* _Brief_
Express as a two-column CSV with the headers "request" and "answer" the records starting with the line containing "Objective — for the tree line" and going on through the end of the records, one row per request, each value in a single quoted field with line breaks replaced by spaces.

* _Records for processing_

▼

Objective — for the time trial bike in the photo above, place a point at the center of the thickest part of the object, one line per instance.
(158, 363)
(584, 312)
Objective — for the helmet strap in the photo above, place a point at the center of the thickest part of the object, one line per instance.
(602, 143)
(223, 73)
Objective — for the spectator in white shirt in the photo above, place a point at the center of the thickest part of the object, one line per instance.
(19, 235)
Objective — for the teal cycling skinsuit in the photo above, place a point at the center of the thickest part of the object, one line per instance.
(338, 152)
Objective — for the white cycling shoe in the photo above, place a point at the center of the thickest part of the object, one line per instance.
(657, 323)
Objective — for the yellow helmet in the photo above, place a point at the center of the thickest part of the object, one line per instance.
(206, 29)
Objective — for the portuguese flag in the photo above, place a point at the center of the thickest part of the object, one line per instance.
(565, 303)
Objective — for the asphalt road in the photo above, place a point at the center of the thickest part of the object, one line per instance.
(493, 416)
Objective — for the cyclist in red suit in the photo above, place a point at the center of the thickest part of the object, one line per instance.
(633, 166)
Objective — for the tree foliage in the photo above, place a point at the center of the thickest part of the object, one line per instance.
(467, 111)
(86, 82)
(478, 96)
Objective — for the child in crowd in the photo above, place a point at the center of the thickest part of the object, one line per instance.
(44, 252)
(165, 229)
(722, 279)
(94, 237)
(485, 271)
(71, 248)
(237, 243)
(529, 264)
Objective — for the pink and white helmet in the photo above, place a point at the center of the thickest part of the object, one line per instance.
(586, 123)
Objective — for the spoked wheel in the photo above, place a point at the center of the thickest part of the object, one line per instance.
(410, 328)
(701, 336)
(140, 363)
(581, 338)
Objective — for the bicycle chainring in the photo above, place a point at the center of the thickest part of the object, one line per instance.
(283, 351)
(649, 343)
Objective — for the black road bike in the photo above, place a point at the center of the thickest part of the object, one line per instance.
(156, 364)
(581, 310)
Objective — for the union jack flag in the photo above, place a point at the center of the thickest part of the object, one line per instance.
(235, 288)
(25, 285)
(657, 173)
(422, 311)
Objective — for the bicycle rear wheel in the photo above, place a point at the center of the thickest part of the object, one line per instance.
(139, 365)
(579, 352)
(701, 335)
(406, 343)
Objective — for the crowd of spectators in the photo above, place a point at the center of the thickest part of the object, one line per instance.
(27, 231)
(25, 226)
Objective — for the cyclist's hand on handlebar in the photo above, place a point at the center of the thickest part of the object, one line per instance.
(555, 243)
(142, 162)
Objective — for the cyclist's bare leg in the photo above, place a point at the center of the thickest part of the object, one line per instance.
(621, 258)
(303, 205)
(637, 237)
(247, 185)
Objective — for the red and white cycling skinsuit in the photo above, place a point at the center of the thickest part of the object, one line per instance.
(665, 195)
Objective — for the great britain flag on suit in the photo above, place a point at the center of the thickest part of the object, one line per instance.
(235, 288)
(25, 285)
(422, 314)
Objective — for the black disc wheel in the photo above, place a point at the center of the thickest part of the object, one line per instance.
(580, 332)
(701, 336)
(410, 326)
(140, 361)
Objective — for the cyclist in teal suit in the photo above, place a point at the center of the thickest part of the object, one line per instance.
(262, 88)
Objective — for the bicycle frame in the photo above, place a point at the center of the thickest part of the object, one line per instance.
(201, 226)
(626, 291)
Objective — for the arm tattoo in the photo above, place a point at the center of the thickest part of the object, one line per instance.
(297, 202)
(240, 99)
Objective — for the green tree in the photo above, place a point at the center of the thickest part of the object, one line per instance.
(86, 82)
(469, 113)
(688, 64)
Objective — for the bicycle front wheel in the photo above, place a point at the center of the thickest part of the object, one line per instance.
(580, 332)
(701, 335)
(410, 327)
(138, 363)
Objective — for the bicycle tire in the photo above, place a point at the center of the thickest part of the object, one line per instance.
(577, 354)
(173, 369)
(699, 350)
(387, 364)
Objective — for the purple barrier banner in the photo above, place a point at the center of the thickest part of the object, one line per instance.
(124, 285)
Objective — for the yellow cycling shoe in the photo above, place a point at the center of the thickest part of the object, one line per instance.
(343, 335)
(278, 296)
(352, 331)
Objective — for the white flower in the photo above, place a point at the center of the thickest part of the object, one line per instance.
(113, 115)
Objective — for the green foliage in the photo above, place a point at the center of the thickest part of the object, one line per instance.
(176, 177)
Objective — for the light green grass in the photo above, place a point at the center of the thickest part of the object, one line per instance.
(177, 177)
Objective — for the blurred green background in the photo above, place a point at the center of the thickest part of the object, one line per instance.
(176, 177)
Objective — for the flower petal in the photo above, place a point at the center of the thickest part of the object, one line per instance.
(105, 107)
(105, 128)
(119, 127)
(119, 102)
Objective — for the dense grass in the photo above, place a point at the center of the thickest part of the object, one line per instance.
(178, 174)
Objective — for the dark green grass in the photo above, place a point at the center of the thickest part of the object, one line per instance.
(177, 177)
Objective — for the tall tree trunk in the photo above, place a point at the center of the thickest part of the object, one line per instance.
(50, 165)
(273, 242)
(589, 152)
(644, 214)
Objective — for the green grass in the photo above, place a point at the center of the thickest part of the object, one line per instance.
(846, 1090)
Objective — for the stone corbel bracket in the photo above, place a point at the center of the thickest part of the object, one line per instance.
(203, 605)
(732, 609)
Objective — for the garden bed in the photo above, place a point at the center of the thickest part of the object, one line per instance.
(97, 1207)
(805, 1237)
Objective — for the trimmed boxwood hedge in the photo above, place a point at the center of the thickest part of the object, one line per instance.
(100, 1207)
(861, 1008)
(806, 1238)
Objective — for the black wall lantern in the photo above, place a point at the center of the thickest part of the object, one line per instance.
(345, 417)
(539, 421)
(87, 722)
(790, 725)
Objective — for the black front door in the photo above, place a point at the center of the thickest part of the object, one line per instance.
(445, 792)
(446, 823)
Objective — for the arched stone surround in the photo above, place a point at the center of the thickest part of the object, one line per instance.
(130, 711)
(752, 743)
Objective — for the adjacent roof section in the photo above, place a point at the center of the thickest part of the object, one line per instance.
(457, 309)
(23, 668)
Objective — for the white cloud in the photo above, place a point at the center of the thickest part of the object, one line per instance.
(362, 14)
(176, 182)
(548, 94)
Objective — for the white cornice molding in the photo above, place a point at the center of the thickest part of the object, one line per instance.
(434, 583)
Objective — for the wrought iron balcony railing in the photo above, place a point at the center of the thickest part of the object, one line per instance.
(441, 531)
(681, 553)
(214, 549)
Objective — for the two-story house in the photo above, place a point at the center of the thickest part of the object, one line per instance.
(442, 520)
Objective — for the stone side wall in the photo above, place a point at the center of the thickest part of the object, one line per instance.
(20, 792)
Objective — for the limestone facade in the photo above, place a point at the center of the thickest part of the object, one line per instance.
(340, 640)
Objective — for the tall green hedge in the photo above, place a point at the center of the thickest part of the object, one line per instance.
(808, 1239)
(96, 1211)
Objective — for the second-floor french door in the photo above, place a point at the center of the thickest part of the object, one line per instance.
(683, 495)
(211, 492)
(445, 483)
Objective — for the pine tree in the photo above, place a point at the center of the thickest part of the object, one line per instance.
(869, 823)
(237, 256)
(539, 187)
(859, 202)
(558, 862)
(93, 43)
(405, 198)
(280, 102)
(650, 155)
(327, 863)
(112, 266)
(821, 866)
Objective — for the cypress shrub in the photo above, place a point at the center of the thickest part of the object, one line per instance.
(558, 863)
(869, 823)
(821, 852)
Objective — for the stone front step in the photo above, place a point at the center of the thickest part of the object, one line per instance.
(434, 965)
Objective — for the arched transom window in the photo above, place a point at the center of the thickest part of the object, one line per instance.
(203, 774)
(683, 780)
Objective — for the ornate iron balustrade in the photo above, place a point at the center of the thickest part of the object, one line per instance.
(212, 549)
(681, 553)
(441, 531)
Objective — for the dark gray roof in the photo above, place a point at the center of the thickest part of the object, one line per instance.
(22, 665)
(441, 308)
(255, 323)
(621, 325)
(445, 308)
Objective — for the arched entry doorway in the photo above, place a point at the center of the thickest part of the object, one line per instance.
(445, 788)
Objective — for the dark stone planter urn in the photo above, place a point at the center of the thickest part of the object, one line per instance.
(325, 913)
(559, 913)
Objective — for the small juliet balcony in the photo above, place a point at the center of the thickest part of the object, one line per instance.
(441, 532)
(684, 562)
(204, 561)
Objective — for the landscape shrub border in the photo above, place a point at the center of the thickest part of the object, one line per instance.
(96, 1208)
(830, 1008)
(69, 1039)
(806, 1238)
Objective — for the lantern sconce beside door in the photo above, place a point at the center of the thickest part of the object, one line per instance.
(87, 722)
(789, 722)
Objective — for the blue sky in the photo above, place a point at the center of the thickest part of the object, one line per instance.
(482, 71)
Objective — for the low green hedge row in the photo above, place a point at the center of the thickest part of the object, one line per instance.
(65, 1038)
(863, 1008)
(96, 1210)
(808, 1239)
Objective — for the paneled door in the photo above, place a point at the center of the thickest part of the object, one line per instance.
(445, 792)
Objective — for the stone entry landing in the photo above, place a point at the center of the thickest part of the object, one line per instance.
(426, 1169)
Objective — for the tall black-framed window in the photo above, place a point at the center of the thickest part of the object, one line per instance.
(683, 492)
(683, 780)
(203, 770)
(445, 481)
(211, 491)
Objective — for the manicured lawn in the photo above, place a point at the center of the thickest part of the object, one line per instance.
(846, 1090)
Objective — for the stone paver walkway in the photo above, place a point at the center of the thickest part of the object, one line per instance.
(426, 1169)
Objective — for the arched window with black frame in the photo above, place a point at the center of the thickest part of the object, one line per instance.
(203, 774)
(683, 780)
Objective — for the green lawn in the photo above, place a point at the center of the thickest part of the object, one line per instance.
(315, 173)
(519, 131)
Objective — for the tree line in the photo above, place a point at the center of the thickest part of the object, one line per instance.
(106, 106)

▲

* _Task solution_
request,answer
"Objective — for the tree line in the photo above, place a point at the center of the thickest part of the object, one line per instance.","(106, 106)"